[Records from a data collection]

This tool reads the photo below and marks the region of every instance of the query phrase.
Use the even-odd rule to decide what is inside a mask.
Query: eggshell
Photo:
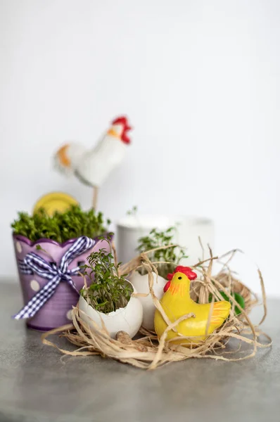
[[[153,273],[153,290],[158,299],[161,299],[163,295],[163,288],[167,283],[167,280],[163,279],[163,277],[158,276],[157,282],[156,274]],[[138,298],[143,306],[142,326],[148,330],[155,330],[153,320],[155,317],[155,307],[153,304],[152,296],[150,293],[148,274],[142,276],[137,271],[136,271],[132,274],[130,281],[139,293],[148,293],[148,296]]]
[[[129,282],[128,282],[129,283]],[[137,293],[134,288],[134,293]],[[119,308],[115,312],[104,314],[96,311],[82,297],[79,300],[79,317],[89,326],[94,326],[93,321],[102,328],[102,320],[106,327],[110,336],[115,338],[118,331],[123,331],[127,333],[131,338],[137,333],[142,324],[143,307],[138,298],[132,296],[127,306]]]

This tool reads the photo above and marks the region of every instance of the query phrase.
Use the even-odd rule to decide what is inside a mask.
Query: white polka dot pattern
[[[72,309],[69,309],[69,311],[67,312],[66,318],[70,321],[72,321]]]
[[[37,280],[31,280],[30,287],[34,292],[37,292],[40,290],[40,285]]]
[[[22,250],[23,250],[23,248],[21,247],[20,242],[19,242],[18,241],[18,242],[15,243],[15,247],[17,248],[18,252],[19,253],[20,253],[22,252]]]

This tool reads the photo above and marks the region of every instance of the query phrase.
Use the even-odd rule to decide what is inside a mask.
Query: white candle
[[[208,219],[185,216],[129,215],[117,224],[117,252],[119,261],[125,263],[137,255],[138,239],[147,236],[152,229],[165,230],[177,226],[174,243],[186,248],[189,258],[181,262],[182,265],[193,265],[199,259],[209,257],[208,244],[214,247],[214,224]],[[204,248],[203,251],[199,242]]]

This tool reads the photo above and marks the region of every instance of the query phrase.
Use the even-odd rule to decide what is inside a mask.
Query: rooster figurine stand
[[[66,174],[74,174],[82,183],[94,189],[93,207],[97,207],[101,185],[122,161],[130,143],[127,132],[131,130],[127,117],[115,119],[111,126],[91,150],[79,143],[61,146],[55,155],[55,167]]]

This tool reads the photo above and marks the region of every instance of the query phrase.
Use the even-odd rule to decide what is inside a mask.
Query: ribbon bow
[[[13,318],[22,319],[34,316],[43,305],[51,298],[61,281],[68,283],[71,288],[78,293],[72,276],[78,275],[79,267],[68,269],[68,265],[75,258],[92,248],[96,242],[96,241],[85,236],[79,237],[62,257],[59,266],[53,262],[47,262],[44,258],[33,252],[27,253],[23,261],[20,261],[20,270],[25,274],[32,274],[34,272],[49,281],[30,299],[18,314],[14,315]]]

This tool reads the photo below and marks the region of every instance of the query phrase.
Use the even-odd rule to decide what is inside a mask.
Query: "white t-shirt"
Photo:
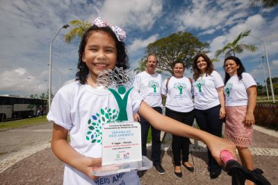
[[[218,88],[224,87],[220,75],[213,71],[211,75],[199,77],[193,82],[195,108],[205,110],[220,104]]]
[[[146,71],[141,72],[134,81],[134,87],[152,107],[162,107],[161,85],[161,76],[156,72],[153,75]]]
[[[245,106],[248,105],[247,89],[256,83],[250,73],[243,73],[243,78],[239,80],[237,75],[233,76],[224,87],[225,106]]]
[[[142,98],[131,90],[126,112],[129,121],[140,105]],[[136,95],[137,94],[137,95]],[[47,119],[69,130],[70,145],[80,154],[101,157],[101,126],[117,118],[119,107],[107,89],[97,89],[89,85],[73,82],[63,87],[53,99]],[[64,184],[140,184],[136,172],[99,177],[93,181],[69,165],[65,165]]]
[[[167,79],[162,85],[162,94],[167,96],[165,106],[171,110],[188,112],[194,109],[191,82],[188,78],[172,76],[166,88]]]

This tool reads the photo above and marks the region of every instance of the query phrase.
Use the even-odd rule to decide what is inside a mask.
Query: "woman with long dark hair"
[[[194,104],[196,121],[201,130],[221,137],[222,119],[225,117],[224,83],[220,75],[204,53],[193,60]],[[222,167],[208,150],[208,170],[211,179],[218,177]]]
[[[173,76],[166,79],[162,85],[162,94],[167,96],[165,115],[189,126],[194,122],[194,105],[192,98],[191,79],[183,76],[184,64],[175,62],[172,65]],[[189,171],[194,167],[188,161],[189,144],[188,137],[172,134],[172,149],[174,155],[174,174],[182,177],[181,168],[181,152],[182,164]]]
[[[256,107],[256,83],[250,73],[245,73],[240,60],[236,57],[227,57],[223,67],[227,112],[225,137],[236,145],[243,166],[252,170],[253,159],[248,147],[252,145],[255,123],[253,112]],[[254,184],[251,182],[247,183]]]

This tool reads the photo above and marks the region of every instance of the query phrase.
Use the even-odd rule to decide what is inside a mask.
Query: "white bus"
[[[0,95],[0,122],[26,118],[37,115],[38,111],[47,112],[47,100]]]

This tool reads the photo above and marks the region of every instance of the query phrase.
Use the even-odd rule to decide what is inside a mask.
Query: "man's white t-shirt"
[[[131,90],[126,112],[133,121],[142,98]],[[114,122],[119,107],[113,95],[107,89],[97,89],[89,85],[73,82],[63,87],[53,99],[49,121],[69,130],[70,145],[80,154],[94,158],[101,157],[101,127],[108,121]],[[66,154],[65,154],[66,155]],[[64,184],[140,184],[136,172],[100,177],[93,181],[69,165],[65,165]]]
[[[162,94],[167,96],[165,106],[179,112],[188,112],[194,109],[191,82],[188,78],[172,76],[166,87],[167,79],[162,85]]]
[[[220,104],[216,89],[224,87],[224,82],[216,71],[194,80],[193,87],[195,109],[205,110]]]
[[[256,83],[253,77],[247,73],[242,73],[243,78],[239,80],[237,75],[233,76],[224,87],[225,106],[245,106],[248,105],[247,89]]]
[[[134,88],[152,107],[162,107],[161,85],[161,76],[156,72],[152,75],[146,71],[141,72],[134,81]]]

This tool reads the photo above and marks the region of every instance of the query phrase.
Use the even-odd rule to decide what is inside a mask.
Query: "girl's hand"
[[[137,112],[136,114],[134,114],[133,119],[134,119],[135,121],[137,121],[137,122],[139,122],[140,121],[140,116]]]
[[[219,119],[224,119],[225,116],[226,116],[225,107],[221,107],[220,112],[219,112]]]
[[[245,122],[245,124],[247,125],[252,125],[253,124],[255,124],[255,118],[254,116],[253,113],[252,113],[252,112],[246,113]]]
[[[90,157],[81,157],[76,161],[77,170],[84,173],[93,180],[97,180],[99,177],[93,175],[93,166],[100,165],[101,164],[101,158],[92,158]]]

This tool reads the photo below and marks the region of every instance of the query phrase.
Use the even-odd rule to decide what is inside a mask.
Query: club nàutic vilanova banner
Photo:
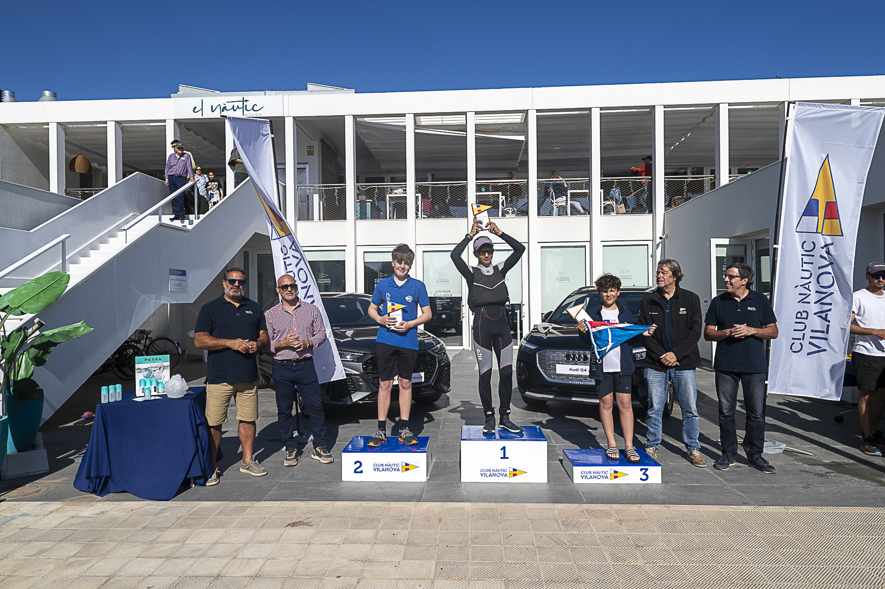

[Problem statement] Give back all entries exactly. No pictures belong in the copy.

[Correct output]
This tool reads the photo below and marks the region of every instance of the query phrase.
Use the even-odd rule to decide what is inside a mask.
Query: eggshell
Photo:
[[[153,273],[153,290],[158,299],[161,299],[163,295],[163,288],[167,283],[167,280],[163,279],[163,277],[158,276],[157,282],[156,274]],[[138,298],[143,306],[142,326],[148,330],[155,330],[153,320],[155,317],[155,307],[153,304],[152,296],[150,293],[148,274],[142,276],[137,271],[136,271],[132,274],[130,281],[139,293],[148,293],[148,296]]]
[[[129,282],[128,282],[129,283]],[[137,293],[134,288],[134,293]],[[119,308],[115,312],[104,314],[96,311],[82,297],[79,300],[79,317],[89,326],[94,326],[93,321],[102,328],[102,320],[106,327],[110,336],[115,338],[118,331],[123,331],[127,333],[131,338],[137,333],[142,324],[143,307],[138,298],[132,296],[127,306]]]

This tool reads the photo above and marks the region of every instance of the query phrase.
Use the even-odd rule to decide what is inside a mask.
Query: white polka dot pattern
[[[72,309],[69,309],[69,311],[67,312],[66,318],[70,321],[72,321]]]
[[[37,280],[31,280],[30,287],[34,292],[37,292],[40,290],[40,285]]]
[[[22,250],[23,250],[23,248],[21,247],[20,242],[19,242],[18,241],[18,242],[15,243],[15,247],[17,248],[18,252],[19,253],[20,253],[22,252]]]

This tool reads the photo above and marks the region of every instance of the query phrase.
Use the even-odd rule to decide what is inside a mask.
Query: white candle
[[[208,219],[185,216],[129,215],[117,224],[117,252],[119,261],[125,263],[137,255],[138,239],[147,236],[152,229],[165,230],[177,226],[174,243],[186,248],[189,258],[181,262],[182,265],[193,265],[199,259],[209,257],[208,244],[214,247],[214,224]],[[204,248],[203,251],[199,242]]]

This tool reads the photo above and marks the region of every instance of the query phrase.
Use the even-odd rule to decide what is inside a mask.
Query: rooster figurine stand
[[[66,174],[74,174],[82,183],[94,189],[93,207],[97,207],[101,185],[122,161],[130,143],[127,132],[131,130],[127,117],[115,119],[111,126],[91,150],[79,143],[61,146],[55,155],[55,167]]]

This tool reads the photo above and marks the region of every instance of the query phrase.
Use the even-odd rule to decide what is inside a mask.
Query: ribbon bow
[[[13,318],[22,319],[34,316],[43,305],[51,298],[61,281],[68,283],[71,288],[78,293],[72,276],[78,275],[79,267],[68,269],[68,265],[75,258],[92,248],[96,242],[96,241],[85,236],[79,237],[62,257],[59,266],[53,262],[47,262],[44,258],[33,252],[27,253],[23,261],[20,261],[20,270],[25,274],[32,274],[34,272],[49,281],[30,299],[18,314],[14,315]]]

This tool reads the photo below and marks the region of every instance of the query phrase.
Use the even-odd rule to decide what is inside a mask.
Query: "white t-shirt"
Photo:
[[[218,88],[224,87],[220,75],[213,71],[211,75],[199,77],[193,82],[195,108],[205,110],[220,104]]]
[[[146,71],[141,72],[134,81],[134,87],[152,107],[162,107],[161,85],[161,76],[156,72],[153,75]]]
[[[245,106],[248,105],[247,89],[256,83],[250,73],[243,73],[243,78],[239,80],[237,75],[233,76],[224,87],[225,106]]]
[[[142,98],[131,90],[126,112],[129,121],[140,105]],[[136,95],[137,94],[137,95]],[[47,119],[69,130],[70,145],[80,154],[101,157],[101,126],[117,118],[119,107],[107,89],[97,89],[89,85],[73,82],[63,87],[53,99]],[[64,184],[140,184],[136,172],[99,177],[93,181],[69,165],[65,165]]]
[[[167,79],[162,85],[162,94],[167,96],[165,106],[171,110],[188,112],[194,109],[191,82],[188,78],[172,76],[166,88]]]

This tool reads the photo above and marks the region of every instance of the query phrase.
Use the even-odd rule to decide what is inside a mask.
Query: "woman with long dark hair"
[[[194,104],[196,121],[201,130],[221,137],[222,119],[225,117],[224,83],[220,75],[204,53],[193,60]],[[222,167],[208,150],[208,170],[211,179],[218,177]]]
[[[173,76],[166,79],[162,85],[162,94],[167,96],[165,115],[189,126],[194,122],[194,105],[192,98],[191,79],[183,76],[184,64],[175,62],[172,65]],[[189,171],[194,167],[188,161],[189,144],[188,137],[172,134],[172,149],[174,155],[174,174],[182,177],[181,168],[181,152],[182,164]]]
[[[256,107],[256,83],[250,73],[245,73],[240,60],[236,57],[227,57],[223,67],[227,112],[225,137],[236,145],[243,166],[252,170],[253,159],[248,147],[252,145],[255,123],[253,112]],[[254,184],[251,182],[247,183]]]

This tool reads the photo above and marks the region of every instance of the query phrase.
Use the even-odd rule to decide what is inside a mask.
Query: "white bus"
[[[0,95],[0,122],[26,118],[37,115],[38,111],[47,112],[47,100]]]

This tool reads the photo above and marks the region of every instance of the query phrase.
Use the even-odd rule to decide what is inside a mask.
Query: "man's white t-shirt"
[[[131,90],[126,112],[133,121],[142,98]],[[114,122],[119,107],[113,95],[107,89],[97,89],[89,85],[73,82],[63,87],[53,99],[49,121],[69,130],[70,145],[80,154],[94,158],[101,157],[101,127],[108,121]],[[66,154],[65,154],[66,155]],[[64,184],[140,184],[136,172],[100,177],[93,181],[69,165],[65,165]]]
[[[162,94],[167,96],[165,106],[179,112],[188,112],[194,109],[191,82],[188,78],[172,76],[166,87],[167,79],[162,85]]]
[[[220,104],[216,89],[224,87],[224,82],[216,71],[194,80],[193,87],[195,109],[205,110]]]
[[[256,83],[253,77],[247,73],[242,73],[243,78],[239,80],[237,75],[233,76],[224,87],[225,106],[245,106],[248,105],[247,89]]]
[[[134,88],[152,107],[162,107],[161,85],[161,76],[156,72],[152,75],[146,71],[141,72],[134,81]]]

This tool reads the photo above and marks the region of every instance of the query phrase.
Use the even-odd rule to decide what is inside a mask.
Query: "girl's hand"
[[[137,112],[136,114],[134,114],[133,119],[134,119],[135,121],[137,121],[137,122],[139,122],[140,121],[140,116]]]
[[[219,119],[224,119],[225,116],[226,116],[225,107],[221,107],[220,112],[219,112]]]
[[[245,122],[245,124],[247,125],[252,125],[253,124],[255,124],[255,118],[254,116],[253,113],[252,113],[252,112],[246,113]]]
[[[90,157],[81,157],[76,161],[77,170],[84,173],[93,180],[97,180],[99,177],[93,175],[93,166],[100,165],[101,164],[101,158],[92,158]]]

This tool reads the photo below and marks the region of every instance of the query phrase.
Use the even-odd rule to decide what is inside a mask.
Query: club nàutic vilanova banner
Photo:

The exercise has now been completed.